> **TASK ITEM**: An exact repetition of all the entries that follow is required.

• • • • •

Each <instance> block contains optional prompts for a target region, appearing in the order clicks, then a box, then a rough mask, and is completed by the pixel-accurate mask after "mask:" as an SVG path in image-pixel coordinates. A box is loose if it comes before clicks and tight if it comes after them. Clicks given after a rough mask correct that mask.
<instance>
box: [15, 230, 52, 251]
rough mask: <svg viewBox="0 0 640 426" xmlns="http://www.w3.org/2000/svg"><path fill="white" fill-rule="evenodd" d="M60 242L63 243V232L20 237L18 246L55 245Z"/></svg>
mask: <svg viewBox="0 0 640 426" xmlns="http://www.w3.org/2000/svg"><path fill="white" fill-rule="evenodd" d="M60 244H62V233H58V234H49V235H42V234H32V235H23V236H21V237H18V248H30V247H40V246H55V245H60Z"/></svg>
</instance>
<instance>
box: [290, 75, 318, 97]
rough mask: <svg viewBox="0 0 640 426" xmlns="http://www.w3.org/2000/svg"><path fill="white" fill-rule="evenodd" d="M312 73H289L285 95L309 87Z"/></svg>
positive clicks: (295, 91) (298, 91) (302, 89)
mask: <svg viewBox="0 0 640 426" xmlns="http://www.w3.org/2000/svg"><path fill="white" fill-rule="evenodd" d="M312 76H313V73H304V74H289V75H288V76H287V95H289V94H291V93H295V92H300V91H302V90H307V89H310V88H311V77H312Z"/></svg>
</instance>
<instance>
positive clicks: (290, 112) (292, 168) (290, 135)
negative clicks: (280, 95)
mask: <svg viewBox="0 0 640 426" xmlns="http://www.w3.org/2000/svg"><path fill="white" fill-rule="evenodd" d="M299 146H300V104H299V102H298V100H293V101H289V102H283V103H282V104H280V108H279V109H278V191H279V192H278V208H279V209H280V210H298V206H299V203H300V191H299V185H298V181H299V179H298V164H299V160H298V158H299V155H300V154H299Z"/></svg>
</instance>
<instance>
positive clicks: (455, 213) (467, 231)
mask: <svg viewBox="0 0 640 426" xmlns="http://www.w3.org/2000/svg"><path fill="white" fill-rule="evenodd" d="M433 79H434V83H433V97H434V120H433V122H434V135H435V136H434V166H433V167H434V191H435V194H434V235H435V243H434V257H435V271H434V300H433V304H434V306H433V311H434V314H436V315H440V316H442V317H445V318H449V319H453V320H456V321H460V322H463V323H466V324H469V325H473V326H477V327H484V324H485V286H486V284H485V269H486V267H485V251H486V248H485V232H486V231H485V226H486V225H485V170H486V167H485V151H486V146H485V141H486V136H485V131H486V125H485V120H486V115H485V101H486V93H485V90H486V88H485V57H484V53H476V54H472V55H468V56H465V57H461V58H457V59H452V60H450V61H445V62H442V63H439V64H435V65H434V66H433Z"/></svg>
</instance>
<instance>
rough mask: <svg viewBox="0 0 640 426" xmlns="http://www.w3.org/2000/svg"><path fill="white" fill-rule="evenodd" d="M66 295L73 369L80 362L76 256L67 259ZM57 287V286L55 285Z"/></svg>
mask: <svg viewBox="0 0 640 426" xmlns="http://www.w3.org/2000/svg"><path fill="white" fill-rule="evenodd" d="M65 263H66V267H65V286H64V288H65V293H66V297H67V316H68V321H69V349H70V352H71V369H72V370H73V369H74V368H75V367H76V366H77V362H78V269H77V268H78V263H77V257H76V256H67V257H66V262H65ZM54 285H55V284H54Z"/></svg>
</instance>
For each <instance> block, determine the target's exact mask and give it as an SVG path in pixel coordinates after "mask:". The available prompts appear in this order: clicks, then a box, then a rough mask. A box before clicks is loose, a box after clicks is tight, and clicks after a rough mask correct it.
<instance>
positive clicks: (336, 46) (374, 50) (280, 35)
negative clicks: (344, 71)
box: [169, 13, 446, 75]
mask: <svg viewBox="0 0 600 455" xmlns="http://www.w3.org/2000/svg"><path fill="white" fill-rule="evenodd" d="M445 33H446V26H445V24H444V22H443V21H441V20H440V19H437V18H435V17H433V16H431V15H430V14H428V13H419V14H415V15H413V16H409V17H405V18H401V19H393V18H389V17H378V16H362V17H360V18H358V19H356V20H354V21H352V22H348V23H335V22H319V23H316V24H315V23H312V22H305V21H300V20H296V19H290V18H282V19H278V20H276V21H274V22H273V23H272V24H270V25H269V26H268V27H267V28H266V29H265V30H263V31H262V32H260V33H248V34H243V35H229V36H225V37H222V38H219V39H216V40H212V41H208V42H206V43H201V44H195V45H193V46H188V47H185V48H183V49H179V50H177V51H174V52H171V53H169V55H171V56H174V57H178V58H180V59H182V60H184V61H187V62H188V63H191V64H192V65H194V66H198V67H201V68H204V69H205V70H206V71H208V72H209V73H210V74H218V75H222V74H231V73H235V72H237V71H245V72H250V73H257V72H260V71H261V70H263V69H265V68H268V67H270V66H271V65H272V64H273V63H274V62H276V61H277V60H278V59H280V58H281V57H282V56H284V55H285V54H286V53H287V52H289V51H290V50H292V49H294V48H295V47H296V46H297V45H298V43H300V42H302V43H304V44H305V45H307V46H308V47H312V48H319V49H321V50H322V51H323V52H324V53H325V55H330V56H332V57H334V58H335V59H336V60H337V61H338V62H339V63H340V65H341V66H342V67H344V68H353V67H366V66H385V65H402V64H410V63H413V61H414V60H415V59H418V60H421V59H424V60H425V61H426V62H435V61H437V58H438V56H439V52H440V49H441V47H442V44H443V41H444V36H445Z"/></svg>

• • • • •

> **RESULT OF THE TASK**:
Each <instance> block contains optional prompts for a target region, appearing in the order clicks, then a box, then a rough mask, and is completed by the pixel-accurate mask after "mask:" as an SVG path in image-pixel coordinates. A box is loose if it comes before clicks and tight if it comes after them. Clicks given after a rough mask correct that mask.
<instance>
box: [15, 230, 52, 251]
rough mask: <svg viewBox="0 0 640 426" xmlns="http://www.w3.org/2000/svg"><path fill="white" fill-rule="evenodd" d="M60 242L63 243V232L20 237L18 246L55 245Z"/></svg>
mask: <svg viewBox="0 0 640 426" xmlns="http://www.w3.org/2000/svg"><path fill="white" fill-rule="evenodd" d="M60 244H62V233H58V234H49V235H42V234H32V235H23V236H21V237H18V248H30V247H40V246H55V245H60Z"/></svg>
</instance>
<instance>
box: [290, 75, 318, 97]
rough mask: <svg viewBox="0 0 640 426" xmlns="http://www.w3.org/2000/svg"><path fill="white" fill-rule="evenodd" d="M312 73H289L285 95L309 87Z"/></svg>
positive clicks: (295, 91) (298, 91) (302, 89)
mask: <svg viewBox="0 0 640 426" xmlns="http://www.w3.org/2000/svg"><path fill="white" fill-rule="evenodd" d="M312 76H313V73H304V74H289V75H288V76H287V95H289V94H291V93H295V92H300V91H302V90H307V89H310V88H311V77H312Z"/></svg>
</instance>
<instance>
positive clicks: (290, 112) (292, 168) (290, 135)
negative clicks: (280, 95)
mask: <svg viewBox="0 0 640 426" xmlns="http://www.w3.org/2000/svg"><path fill="white" fill-rule="evenodd" d="M299 146H300V104H299V102H298V100H293V101H289V102H283V103H282V104H280V108H279V109H278V191H279V192H278V208H279V209H280V210H298V206H299V203H300V191H299V185H298V181H299V179H298V164H299V160H298V158H299V155H300V154H299Z"/></svg>
</instance>
<instance>
positive clicks: (455, 213) (467, 231)
mask: <svg viewBox="0 0 640 426" xmlns="http://www.w3.org/2000/svg"><path fill="white" fill-rule="evenodd" d="M433 79H434V83H433V97H434V120H433V122H434V135H435V136H434V166H433V167H434V191H435V194H434V235H435V243H434V257H435V271H434V300H433V304H434V306H433V311H434V314H436V315H440V316H442V317H445V318H449V319H453V320H456V321H460V322H463V323H466V324H469V325H473V326H477V327H484V324H485V286H486V284H485V269H486V267H485V251H486V248H485V232H486V231H485V226H486V225H485V170H486V167H485V151H486V146H485V141H486V136H485V131H486V125H485V120H486V115H485V101H486V93H485V90H486V88H485V57H484V53H476V54H472V55H468V56H465V57H461V58H457V59H452V60H450V61H445V62H442V63H439V64H435V65H434V66H433Z"/></svg>
</instance>
<instance>
rough mask: <svg viewBox="0 0 640 426" xmlns="http://www.w3.org/2000/svg"><path fill="white" fill-rule="evenodd" d="M66 295L73 369L80 362L76 256L67 259ZM57 287V286L55 285Z"/></svg>
mask: <svg viewBox="0 0 640 426" xmlns="http://www.w3.org/2000/svg"><path fill="white" fill-rule="evenodd" d="M65 263H66V267H65V286H64V288H65V293H66V297H67V316H68V321H69V349H70V352H71V369H72V370H73V369H74V368H75V367H76V366H77V362H78V269H77V268H78V263H77V257H76V256H67V257H66V262H65ZM54 285H55V284H54Z"/></svg>
</instance>
For each <instance> block, determine the target's exact mask and give it as an SVG path in pixel coordinates after "mask:". The available prompts appear in this order: clicks, then a box, then a rough mask. A box before clicks is loose, a box after clicks is tight, and clicks after a rough mask correct it.
<instance>
positive clicks: (336, 46) (374, 50) (280, 35)
negative clicks: (344, 71)
box: [169, 13, 446, 75]
mask: <svg viewBox="0 0 600 455" xmlns="http://www.w3.org/2000/svg"><path fill="white" fill-rule="evenodd" d="M445 33H446V26H445V24H444V22H443V21H441V20H440V19H437V18H435V17H433V16H431V15H430V14H428V13H419V14H415V15H413V16H409V17H405V18H401V19H393V18H389V17H378V16H362V17H360V18H358V19H356V20H354V21H352V22H348V23H335V22H319V23H316V24H315V23H312V22H305V21H300V20H296V19H290V18H282V19H278V20H276V21H274V22H273V23H272V24H270V25H269V26H268V27H267V28H266V29H265V30H263V31H262V32H260V33H248V34H243V35H229V36H225V37H222V38H219V39H216V40H212V41H208V42H206V43H201V44H195V45H193V46H188V47H185V48H183V49H179V50H177V51H174V52H171V53H169V55H171V56H174V57H178V58H180V59H182V60H184V61H187V62H188V63H191V64H192V65H194V66H198V67H201V68H204V69H205V70H206V71H208V72H209V73H210V74H218V75H222V74H231V73H235V72H237V71H245V72H250V73H257V72H260V71H261V70H263V69H265V68H268V67H270V66H271V65H272V64H273V63H274V62H276V61H277V60H278V59H280V58H281V57H282V56H284V55H285V54H286V53H287V52H289V51H290V50H292V49H294V48H295V47H296V46H297V45H298V43H300V42H302V43H304V44H305V45H307V46H308V47H312V48H319V49H321V50H322V51H323V52H324V53H325V55H330V56H332V57H334V58H335V59H336V60H337V61H338V62H339V63H340V65H341V66H342V67H344V68H353V67H366V66H385V65H402V64H410V63H413V61H414V60H415V59H418V60H421V59H424V60H425V61H426V62H435V61H437V58H438V56H439V52H440V49H441V47H442V44H443V41H444V36H445Z"/></svg>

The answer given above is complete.